> [Problem requirements] Among the entries, find each line that includes the string "woman" and list it.

━━━━

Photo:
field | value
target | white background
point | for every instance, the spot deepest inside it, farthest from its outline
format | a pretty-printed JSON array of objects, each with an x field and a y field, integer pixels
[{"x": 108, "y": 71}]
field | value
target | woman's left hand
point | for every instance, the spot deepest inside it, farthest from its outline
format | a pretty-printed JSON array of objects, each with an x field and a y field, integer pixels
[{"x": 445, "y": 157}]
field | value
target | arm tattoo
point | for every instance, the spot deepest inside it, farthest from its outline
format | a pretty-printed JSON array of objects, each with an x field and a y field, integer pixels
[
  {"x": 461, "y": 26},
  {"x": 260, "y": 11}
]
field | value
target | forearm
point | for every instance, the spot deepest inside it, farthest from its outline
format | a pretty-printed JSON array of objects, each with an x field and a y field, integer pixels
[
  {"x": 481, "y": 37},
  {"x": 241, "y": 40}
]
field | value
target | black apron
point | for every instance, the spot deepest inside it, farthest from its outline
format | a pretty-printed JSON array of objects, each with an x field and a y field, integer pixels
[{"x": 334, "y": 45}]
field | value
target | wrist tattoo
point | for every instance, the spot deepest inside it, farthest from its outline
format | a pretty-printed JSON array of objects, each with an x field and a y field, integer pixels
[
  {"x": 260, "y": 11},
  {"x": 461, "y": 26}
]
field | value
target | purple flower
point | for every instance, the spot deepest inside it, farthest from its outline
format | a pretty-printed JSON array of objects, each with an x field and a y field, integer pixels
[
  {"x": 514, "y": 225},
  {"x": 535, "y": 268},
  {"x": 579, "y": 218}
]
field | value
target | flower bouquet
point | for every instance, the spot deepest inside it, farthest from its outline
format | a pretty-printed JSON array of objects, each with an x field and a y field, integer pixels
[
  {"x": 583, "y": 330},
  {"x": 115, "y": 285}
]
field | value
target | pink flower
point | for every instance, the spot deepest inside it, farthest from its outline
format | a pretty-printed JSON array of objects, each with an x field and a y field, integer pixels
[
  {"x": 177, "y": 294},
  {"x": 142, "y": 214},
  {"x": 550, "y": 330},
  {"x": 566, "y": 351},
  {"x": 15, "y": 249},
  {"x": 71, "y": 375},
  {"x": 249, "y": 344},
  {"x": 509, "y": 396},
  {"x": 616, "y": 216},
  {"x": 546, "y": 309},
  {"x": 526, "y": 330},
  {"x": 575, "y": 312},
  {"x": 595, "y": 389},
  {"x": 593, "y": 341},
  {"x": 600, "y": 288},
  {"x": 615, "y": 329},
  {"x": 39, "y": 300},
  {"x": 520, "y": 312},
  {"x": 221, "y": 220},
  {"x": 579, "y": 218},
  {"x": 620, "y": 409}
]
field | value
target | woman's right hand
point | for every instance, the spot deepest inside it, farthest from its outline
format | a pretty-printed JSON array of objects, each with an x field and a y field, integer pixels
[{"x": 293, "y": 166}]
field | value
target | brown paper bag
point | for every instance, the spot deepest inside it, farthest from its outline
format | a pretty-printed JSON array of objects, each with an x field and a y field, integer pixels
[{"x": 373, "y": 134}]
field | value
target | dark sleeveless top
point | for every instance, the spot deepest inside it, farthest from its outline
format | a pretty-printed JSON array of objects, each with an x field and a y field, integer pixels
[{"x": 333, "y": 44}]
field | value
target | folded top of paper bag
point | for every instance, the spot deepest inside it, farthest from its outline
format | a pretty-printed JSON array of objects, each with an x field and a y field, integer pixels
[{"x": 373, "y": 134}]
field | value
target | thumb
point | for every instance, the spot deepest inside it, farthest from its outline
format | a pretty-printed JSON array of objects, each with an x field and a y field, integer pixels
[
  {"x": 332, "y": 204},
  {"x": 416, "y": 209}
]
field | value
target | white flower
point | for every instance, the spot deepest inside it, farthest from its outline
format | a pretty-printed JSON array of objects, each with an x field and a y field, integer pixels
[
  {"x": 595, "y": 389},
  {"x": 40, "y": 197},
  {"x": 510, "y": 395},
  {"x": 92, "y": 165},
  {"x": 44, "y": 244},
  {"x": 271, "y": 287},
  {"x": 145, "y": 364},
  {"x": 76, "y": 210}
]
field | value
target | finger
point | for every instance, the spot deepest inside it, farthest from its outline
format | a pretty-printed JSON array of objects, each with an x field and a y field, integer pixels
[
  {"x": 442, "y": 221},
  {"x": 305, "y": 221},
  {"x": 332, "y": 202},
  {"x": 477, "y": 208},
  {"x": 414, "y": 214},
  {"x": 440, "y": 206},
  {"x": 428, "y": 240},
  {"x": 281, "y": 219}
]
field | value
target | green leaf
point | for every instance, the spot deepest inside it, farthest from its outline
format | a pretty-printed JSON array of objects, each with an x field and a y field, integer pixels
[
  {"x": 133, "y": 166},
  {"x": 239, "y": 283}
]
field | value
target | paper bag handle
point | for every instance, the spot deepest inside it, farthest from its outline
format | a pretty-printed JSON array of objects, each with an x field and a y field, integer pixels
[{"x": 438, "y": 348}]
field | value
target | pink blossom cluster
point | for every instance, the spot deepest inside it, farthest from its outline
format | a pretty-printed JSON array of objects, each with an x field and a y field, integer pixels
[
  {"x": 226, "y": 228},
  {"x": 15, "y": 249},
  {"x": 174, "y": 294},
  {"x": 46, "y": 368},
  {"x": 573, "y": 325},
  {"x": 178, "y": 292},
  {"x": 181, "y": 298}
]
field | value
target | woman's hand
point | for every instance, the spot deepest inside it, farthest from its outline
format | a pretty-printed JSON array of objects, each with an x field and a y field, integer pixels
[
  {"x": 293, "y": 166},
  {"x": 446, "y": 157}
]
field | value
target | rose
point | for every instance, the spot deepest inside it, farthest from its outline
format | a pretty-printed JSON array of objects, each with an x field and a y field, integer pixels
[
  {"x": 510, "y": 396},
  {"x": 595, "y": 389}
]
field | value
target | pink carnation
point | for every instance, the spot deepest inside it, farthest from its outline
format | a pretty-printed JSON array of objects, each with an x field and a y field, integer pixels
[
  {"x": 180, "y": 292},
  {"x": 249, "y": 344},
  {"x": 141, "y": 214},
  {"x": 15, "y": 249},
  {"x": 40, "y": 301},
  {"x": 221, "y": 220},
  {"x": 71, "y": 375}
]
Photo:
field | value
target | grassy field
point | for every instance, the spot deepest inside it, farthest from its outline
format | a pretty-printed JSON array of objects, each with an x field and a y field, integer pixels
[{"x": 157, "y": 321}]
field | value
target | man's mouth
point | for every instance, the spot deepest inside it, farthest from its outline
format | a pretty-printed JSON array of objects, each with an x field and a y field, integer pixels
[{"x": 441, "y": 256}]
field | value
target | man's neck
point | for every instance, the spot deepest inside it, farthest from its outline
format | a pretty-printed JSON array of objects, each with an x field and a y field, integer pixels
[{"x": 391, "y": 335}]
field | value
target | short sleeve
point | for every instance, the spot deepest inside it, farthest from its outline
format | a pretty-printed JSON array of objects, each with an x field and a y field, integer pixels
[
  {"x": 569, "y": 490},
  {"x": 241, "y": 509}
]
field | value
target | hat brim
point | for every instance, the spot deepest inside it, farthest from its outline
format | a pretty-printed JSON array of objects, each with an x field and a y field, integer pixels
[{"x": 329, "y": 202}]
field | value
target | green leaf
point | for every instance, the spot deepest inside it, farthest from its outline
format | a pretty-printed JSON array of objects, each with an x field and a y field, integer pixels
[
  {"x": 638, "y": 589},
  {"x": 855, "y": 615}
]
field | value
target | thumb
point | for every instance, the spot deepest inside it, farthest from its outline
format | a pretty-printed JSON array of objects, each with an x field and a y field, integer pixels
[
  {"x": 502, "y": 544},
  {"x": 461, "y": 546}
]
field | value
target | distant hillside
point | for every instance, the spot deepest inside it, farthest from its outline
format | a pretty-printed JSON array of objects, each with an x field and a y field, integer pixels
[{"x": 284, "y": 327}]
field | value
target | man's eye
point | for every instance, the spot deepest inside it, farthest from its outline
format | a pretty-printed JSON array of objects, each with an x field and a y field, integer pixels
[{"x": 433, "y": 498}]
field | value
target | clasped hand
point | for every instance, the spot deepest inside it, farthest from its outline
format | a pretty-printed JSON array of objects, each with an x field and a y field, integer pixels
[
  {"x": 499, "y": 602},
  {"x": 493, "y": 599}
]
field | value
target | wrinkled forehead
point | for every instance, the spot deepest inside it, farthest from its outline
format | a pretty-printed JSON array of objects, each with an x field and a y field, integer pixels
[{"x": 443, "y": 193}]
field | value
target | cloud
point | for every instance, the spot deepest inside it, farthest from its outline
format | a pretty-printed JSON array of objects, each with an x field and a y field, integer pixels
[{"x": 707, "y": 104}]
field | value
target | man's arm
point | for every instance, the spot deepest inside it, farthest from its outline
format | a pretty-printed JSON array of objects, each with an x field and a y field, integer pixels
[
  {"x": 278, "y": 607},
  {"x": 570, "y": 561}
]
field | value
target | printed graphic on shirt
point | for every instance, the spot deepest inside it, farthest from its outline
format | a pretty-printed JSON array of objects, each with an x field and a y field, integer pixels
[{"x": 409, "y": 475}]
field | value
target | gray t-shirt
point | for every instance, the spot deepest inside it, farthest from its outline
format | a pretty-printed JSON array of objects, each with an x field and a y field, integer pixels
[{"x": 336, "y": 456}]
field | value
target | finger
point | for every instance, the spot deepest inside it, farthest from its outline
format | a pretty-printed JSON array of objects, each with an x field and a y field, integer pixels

━━━━

> [Result]
target | woman's left hand
target | woman's right hand
target | woman's hand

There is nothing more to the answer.